■ Stated exercise ■
Can you rewrite each line from the start of the records through the line holding "[429,338,888,657]", inclusive, as a numbered list, leaving out blank lines?

[Entries from a dataset]
============

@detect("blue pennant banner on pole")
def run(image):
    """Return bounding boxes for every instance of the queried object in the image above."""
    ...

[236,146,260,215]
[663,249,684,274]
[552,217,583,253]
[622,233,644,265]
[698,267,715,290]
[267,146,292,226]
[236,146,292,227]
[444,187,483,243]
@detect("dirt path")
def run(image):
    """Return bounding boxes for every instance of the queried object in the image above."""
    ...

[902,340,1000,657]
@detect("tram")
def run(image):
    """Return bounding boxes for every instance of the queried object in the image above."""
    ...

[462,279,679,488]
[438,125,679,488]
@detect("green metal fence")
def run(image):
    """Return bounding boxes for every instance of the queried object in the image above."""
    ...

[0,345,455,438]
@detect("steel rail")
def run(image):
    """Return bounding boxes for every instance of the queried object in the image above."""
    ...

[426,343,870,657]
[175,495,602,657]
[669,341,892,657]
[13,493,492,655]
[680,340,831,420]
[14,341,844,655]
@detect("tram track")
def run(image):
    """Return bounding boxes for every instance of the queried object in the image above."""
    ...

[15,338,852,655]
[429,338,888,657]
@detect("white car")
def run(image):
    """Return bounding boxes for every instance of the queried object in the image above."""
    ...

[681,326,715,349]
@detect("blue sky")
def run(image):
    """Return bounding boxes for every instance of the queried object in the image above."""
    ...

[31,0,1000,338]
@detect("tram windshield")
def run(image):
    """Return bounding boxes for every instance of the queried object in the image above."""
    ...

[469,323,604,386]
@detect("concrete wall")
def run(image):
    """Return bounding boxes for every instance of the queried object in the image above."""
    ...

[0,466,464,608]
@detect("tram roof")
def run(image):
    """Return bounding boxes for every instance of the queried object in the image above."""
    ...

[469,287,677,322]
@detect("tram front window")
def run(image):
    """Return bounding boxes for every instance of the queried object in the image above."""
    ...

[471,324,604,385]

============

■ Result ■
1. @detect("blue pennant banner on pole")
2. def run(image):
3.     """Return bounding boxes for every instance of the queried object in the image above."""
4.     ...
5. [236,146,260,215]
6. [663,249,684,274]
7. [552,217,583,253]
8. [622,233,644,265]
9. [698,267,715,290]
10. [267,146,292,226]
11. [236,146,292,227]
12. [444,187,483,243]
13. @detect("dirt path")
14. def run(image):
15.     """Return bounding boxes for every instance of the queried object in the image above."""
16.     ...
17. [902,340,1000,657]
18. @detect("tram")
19. def run(image):
20.     """Return bounding boxes for every instance of the queried object in the image above."""
21.     ...
22. [462,279,679,488]
23. [438,125,679,488]
24. @detect("green metal fence")
25. def run(image):
26.     """Return bounding boxes for every instance of the queried object in the image above."""
27.     ...
28. [0,345,455,438]
29. @detect("steel rail")
30. def run(image):
31.     """Return bounding boxes for every instance of the queried object in the image above."""
32.     ...
33. [426,343,870,657]
34. [175,495,602,657]
35. [669,341,892,657]
36. [13,493,492,655]
37. [680,340,831,420]
38. [14,341,844,655]
39. @detect("tram track")
40. def run(image):
41.     """Return bounding boxes for every instance of the queried object in the image above."""
42.     ...
43. [15,338,852,655]
44. [429,338,888,657]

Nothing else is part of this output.